[start of DATA PROVIDED]

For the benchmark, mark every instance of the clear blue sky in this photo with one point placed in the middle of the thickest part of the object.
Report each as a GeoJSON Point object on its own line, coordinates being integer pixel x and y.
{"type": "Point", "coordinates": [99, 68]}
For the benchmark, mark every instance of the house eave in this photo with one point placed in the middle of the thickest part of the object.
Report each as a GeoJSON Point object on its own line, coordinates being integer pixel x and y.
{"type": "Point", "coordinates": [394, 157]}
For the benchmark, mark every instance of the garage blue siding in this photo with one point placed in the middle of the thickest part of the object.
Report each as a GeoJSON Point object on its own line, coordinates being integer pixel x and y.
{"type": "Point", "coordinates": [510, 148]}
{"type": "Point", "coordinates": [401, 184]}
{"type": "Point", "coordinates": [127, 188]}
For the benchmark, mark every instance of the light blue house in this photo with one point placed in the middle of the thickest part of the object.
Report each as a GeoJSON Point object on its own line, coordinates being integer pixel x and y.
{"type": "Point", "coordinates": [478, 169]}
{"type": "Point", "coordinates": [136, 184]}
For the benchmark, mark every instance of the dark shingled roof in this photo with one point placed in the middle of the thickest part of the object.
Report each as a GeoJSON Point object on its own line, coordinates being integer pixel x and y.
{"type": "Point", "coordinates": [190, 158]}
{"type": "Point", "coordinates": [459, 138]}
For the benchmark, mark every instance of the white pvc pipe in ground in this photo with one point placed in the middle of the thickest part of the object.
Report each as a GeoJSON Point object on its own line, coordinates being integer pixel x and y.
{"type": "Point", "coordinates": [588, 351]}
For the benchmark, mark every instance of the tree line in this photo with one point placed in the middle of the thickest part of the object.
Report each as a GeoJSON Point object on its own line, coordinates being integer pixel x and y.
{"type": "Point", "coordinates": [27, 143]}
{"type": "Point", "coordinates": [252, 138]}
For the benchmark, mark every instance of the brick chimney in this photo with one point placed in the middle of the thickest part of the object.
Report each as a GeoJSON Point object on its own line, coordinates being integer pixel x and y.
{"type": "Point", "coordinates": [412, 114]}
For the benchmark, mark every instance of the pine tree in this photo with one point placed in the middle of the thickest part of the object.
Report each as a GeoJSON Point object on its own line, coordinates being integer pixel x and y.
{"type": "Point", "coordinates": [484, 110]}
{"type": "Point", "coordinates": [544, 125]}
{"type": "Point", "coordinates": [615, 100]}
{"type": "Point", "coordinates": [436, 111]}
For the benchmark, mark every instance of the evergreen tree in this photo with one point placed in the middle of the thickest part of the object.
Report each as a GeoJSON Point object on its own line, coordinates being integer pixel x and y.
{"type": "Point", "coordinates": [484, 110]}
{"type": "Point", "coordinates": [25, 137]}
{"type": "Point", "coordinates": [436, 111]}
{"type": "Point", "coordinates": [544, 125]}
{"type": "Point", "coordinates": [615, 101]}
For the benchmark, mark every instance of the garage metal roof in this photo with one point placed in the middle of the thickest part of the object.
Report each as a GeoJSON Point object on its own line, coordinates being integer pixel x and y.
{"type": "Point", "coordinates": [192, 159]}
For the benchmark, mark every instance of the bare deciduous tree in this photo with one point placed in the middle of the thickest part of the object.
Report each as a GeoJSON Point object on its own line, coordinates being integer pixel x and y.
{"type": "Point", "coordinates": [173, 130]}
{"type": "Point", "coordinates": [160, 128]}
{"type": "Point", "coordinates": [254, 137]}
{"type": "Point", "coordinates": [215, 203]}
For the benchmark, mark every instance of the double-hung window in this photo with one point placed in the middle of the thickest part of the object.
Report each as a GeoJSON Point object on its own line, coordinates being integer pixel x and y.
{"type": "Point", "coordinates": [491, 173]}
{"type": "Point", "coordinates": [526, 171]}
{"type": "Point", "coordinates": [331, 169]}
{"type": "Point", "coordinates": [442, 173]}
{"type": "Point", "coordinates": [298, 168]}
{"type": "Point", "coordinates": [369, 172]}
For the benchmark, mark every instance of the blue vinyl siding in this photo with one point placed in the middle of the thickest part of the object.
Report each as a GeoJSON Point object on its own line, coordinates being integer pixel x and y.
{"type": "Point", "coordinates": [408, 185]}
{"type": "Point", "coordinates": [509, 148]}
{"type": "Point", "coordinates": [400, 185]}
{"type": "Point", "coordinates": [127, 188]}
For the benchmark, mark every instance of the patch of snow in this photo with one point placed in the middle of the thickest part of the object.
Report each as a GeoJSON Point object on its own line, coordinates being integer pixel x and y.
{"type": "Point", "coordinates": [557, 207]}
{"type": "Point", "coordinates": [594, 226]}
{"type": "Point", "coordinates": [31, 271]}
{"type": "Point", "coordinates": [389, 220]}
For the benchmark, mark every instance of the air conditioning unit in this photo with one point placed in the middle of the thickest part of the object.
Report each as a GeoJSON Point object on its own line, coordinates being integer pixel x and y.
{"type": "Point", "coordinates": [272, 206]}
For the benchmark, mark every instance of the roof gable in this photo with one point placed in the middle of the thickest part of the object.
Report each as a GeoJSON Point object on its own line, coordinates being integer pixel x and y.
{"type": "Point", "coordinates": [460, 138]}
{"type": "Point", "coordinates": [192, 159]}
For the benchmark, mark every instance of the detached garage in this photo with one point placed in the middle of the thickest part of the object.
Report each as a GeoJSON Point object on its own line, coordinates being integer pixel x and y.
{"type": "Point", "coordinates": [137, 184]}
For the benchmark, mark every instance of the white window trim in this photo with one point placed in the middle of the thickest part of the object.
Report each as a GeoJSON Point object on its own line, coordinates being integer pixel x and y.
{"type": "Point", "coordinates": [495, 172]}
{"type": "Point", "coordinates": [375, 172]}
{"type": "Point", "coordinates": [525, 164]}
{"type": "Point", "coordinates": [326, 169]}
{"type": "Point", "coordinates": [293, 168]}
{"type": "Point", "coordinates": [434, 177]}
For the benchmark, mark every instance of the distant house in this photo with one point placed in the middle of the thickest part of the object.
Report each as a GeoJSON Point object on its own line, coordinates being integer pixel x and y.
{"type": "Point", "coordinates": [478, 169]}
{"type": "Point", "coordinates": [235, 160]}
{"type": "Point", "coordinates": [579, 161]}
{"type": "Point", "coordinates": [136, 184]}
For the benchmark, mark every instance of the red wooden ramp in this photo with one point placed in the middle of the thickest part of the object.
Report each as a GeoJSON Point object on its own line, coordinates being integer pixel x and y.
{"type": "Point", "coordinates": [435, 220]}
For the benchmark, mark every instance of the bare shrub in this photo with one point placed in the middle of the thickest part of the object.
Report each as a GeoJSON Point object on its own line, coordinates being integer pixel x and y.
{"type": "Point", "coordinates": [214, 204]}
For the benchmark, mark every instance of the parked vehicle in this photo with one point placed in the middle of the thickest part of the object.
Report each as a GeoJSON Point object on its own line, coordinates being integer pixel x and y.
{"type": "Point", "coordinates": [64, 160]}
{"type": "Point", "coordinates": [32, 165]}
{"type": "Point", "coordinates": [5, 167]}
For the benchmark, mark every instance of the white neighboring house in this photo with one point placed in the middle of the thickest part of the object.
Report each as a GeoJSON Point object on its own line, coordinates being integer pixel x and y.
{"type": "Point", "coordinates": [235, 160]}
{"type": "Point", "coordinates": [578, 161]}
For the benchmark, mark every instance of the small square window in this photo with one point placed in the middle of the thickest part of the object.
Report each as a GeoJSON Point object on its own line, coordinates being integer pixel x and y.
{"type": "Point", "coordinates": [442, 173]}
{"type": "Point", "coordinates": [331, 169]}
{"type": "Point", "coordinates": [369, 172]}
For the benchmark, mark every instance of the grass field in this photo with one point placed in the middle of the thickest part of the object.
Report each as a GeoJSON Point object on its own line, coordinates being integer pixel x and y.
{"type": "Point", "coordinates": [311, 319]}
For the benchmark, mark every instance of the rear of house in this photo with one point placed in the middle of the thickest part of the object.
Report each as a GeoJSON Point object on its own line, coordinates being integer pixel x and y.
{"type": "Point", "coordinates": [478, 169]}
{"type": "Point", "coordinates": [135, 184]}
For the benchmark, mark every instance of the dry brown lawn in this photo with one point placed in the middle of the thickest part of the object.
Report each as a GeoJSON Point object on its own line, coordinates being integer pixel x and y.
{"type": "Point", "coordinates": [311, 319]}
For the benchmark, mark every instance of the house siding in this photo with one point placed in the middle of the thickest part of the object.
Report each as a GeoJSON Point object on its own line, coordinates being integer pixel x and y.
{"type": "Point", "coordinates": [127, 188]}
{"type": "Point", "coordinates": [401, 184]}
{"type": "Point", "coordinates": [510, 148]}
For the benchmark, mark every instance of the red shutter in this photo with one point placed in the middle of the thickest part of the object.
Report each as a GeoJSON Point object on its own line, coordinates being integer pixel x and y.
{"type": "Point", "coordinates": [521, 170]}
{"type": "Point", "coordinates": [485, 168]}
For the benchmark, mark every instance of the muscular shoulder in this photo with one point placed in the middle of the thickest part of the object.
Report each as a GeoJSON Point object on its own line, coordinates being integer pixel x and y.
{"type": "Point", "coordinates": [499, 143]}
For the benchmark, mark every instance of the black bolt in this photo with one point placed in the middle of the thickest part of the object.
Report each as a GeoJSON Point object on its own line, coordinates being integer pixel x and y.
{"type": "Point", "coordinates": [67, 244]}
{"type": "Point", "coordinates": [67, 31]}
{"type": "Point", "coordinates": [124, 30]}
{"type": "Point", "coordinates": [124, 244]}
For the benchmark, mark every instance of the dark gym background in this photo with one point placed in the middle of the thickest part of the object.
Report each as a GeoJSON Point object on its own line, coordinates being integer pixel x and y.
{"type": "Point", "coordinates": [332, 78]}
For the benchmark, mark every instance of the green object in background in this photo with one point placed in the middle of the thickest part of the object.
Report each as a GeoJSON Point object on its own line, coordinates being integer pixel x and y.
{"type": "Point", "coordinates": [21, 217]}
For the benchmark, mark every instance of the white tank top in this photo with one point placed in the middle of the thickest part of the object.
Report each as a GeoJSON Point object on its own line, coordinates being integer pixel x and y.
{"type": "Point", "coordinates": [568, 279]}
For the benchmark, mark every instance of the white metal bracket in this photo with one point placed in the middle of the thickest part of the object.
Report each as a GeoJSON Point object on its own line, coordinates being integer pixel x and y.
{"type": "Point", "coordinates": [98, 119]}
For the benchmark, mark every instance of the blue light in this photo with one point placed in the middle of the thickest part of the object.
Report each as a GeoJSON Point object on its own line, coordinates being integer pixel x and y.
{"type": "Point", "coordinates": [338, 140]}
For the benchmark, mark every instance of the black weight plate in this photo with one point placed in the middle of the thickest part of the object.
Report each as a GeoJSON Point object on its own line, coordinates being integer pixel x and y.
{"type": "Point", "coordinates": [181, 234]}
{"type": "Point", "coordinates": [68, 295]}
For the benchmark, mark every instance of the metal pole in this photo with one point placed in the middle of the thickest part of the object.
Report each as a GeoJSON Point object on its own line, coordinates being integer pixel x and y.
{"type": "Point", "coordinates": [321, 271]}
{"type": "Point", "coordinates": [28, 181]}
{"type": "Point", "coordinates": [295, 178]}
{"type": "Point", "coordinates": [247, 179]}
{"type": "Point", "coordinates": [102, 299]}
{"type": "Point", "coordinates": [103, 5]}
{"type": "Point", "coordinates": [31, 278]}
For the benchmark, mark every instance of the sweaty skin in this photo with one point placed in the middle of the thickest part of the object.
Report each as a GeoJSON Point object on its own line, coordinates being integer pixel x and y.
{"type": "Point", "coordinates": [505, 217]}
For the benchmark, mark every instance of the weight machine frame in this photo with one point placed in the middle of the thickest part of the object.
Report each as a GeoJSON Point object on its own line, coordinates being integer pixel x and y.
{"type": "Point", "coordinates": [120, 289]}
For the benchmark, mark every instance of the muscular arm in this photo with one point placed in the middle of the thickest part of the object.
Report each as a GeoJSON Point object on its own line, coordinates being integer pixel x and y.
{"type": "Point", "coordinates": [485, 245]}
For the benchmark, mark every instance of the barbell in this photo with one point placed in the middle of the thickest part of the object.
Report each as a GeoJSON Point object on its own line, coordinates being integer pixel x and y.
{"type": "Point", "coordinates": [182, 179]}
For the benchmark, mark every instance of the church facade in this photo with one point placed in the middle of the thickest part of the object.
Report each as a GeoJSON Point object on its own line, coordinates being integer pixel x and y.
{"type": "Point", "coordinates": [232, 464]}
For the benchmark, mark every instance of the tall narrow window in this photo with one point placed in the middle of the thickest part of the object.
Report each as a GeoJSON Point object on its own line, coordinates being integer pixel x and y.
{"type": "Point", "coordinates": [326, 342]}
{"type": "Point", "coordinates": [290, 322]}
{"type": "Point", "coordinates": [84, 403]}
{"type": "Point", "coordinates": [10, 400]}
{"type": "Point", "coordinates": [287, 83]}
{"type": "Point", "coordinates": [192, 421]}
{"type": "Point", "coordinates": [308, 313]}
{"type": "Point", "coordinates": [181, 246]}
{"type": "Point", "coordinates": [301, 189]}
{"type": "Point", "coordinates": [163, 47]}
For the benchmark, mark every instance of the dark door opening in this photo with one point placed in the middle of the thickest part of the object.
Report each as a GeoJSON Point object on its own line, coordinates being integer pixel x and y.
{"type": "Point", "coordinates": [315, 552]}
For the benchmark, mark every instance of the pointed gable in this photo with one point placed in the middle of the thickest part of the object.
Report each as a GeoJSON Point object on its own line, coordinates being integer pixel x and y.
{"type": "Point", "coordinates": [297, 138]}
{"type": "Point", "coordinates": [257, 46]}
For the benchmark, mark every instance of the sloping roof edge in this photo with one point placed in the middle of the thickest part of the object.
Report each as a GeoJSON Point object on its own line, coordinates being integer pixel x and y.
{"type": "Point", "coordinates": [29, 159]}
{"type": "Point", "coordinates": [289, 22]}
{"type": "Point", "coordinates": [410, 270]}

[end of DATA PROVIDED]

From the line holding "For the benchmark, mark every instance of the pointed" to the last line of the records, quote each line exactly and add nothing.

For the benchmark, mark every instance of the pointed gable in this photo with one point placed in the middle of the thickest part of the object.
Report each as a GeoJSON Point object on its own line, coordinates being integer pixel x and y.
{"type": "Point", "coordinates": [297, 138]}
{"type": "Point", "coordinates": [257, 46]}
For the benchmark, mark every instance of the sloping roof edge in this photo with one point placed in the middle of the thickest part of the object.
Report each as a GeoJSON Point object on its own line, coordinates being integer pixel x and y.
{"type": "Point", "coordinates": [29, 159]}
{"type": "Point", "coordinates": [289, 22]}
{"type": "Point", "coordinates": [410, 270]}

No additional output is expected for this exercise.